(Text begins)
Well, I just finished 5 months of Chemotherapy.  An event that I am hoping is truly only a once in my lifetime experience.  It’s a gnarly thing to go through.  It was like having the flu for 5 months. I will now have a CAT Scan in mid-March and I am praying and projecting for super positive results.  I’ll let you know on that as soon as I have the results.  Keep your fingers crossed for me and keep sending those wonderful prayers that I keep receiving from you all. 

So, now that that part of the journey is complete I am giving myself a chance to breathe, recuperate and recover.  It’s amazing how much energy it can take just to try to stay even.  I can finally let my hair down as we say…though there is not much of that left.  I lost a lot of it after 2 months of the chemo but still there is some.  Maybe it will grow back.  I am learning not to be too attached!  Thank God for turban fashion.  At least my beard hair remains.  I’ve had that for 47 years and may not recognize myself without it.
(Text ends)
Work order 1:
In the chemotherapy update, retype the stretch from "So, now that" through "myself without it.".
Work order 2:
According to the chemotherapy update, when will the CAT scan take place?
(Data shown begins)
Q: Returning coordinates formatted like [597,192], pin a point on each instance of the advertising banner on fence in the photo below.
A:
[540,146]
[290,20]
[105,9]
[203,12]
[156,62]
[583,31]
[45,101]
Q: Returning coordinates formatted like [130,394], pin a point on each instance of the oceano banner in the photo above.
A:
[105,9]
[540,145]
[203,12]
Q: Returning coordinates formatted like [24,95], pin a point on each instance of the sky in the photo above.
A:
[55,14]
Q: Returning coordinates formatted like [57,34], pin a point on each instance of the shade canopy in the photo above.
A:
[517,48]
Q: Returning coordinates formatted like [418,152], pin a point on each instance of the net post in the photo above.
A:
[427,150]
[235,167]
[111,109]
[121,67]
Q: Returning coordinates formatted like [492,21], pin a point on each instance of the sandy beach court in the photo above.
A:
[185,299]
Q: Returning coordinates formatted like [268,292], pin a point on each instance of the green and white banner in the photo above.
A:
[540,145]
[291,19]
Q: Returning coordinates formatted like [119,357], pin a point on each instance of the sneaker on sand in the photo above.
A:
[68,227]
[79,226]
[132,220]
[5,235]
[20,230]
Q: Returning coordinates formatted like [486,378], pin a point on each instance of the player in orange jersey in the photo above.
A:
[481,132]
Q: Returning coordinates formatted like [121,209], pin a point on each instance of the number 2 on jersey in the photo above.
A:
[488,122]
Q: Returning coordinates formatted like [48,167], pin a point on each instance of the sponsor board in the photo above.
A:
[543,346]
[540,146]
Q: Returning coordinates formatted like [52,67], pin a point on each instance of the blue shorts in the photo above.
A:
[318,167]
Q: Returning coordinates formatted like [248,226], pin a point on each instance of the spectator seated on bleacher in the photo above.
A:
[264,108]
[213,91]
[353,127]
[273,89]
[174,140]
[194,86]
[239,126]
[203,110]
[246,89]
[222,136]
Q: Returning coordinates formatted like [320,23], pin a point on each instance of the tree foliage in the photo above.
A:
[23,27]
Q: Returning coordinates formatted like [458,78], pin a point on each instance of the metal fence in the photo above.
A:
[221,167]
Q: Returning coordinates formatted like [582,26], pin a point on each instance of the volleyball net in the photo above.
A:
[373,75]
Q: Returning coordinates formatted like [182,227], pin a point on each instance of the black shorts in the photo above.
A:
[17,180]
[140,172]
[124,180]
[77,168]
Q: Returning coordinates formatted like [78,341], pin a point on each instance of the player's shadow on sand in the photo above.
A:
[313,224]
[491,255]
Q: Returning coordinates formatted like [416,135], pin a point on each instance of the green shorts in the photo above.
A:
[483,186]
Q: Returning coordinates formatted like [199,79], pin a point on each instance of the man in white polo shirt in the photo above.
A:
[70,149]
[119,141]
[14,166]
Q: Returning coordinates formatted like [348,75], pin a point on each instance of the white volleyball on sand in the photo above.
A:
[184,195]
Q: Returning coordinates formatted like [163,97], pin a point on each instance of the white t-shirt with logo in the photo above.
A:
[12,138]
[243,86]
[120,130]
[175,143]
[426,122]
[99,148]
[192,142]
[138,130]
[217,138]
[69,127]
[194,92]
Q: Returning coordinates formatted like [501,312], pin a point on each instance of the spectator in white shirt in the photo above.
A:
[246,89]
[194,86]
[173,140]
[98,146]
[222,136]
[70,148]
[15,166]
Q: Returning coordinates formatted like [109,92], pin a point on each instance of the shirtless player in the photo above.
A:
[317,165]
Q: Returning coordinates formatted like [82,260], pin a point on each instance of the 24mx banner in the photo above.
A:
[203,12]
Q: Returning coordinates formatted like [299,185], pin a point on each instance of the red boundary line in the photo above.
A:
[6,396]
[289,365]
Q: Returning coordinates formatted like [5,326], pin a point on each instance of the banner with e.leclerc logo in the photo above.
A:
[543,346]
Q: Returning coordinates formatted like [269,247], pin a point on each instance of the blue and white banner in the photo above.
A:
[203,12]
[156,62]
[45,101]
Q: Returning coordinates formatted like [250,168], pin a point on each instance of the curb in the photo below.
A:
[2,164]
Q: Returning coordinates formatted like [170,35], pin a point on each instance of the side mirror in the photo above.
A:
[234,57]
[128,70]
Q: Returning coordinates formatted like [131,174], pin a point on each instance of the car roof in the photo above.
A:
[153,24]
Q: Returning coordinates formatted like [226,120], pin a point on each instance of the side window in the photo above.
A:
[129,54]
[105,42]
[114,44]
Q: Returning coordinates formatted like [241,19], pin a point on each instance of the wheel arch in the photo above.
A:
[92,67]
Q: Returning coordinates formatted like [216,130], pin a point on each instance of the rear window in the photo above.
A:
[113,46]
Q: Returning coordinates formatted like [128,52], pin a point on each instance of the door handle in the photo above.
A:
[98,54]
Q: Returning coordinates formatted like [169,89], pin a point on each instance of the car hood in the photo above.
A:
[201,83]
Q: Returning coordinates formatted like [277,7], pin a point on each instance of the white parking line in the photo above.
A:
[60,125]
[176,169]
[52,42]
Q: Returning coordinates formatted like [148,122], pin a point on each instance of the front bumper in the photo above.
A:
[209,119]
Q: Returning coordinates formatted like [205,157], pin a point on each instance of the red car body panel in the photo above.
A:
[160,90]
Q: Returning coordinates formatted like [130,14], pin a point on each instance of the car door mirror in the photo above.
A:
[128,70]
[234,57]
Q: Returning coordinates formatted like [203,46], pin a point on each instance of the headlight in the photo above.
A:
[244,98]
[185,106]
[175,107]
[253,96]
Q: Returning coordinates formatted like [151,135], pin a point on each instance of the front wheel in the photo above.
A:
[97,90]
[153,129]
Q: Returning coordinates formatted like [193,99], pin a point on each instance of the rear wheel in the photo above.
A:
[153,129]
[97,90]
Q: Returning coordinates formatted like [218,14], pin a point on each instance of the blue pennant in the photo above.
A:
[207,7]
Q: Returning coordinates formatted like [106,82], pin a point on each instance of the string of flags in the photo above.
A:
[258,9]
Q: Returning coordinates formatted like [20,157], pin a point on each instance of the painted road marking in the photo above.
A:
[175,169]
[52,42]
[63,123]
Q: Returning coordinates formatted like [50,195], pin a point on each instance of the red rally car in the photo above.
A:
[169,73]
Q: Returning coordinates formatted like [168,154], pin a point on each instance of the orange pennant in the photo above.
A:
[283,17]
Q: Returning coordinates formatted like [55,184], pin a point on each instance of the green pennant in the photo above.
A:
(Data shown ends)
Exercise response 1:
So, now that that part of the journey is complete I am giving myself a chance to breathe, recuperate and recover.  It’s amazing how much energy it can take just to try to stay even.  I can finally let my hair down as we say…though there is not much of that left.  I lost a lot of it after 2 months of the chemo but still there is some.  Maybe it will grow back.  I am learning not to be too attached!  Thank God for turban fashion.  At least my beard hair remains.  I’ve had that for 47 years and may not recognize myself without it.

Exercise response 2:
In mid-March.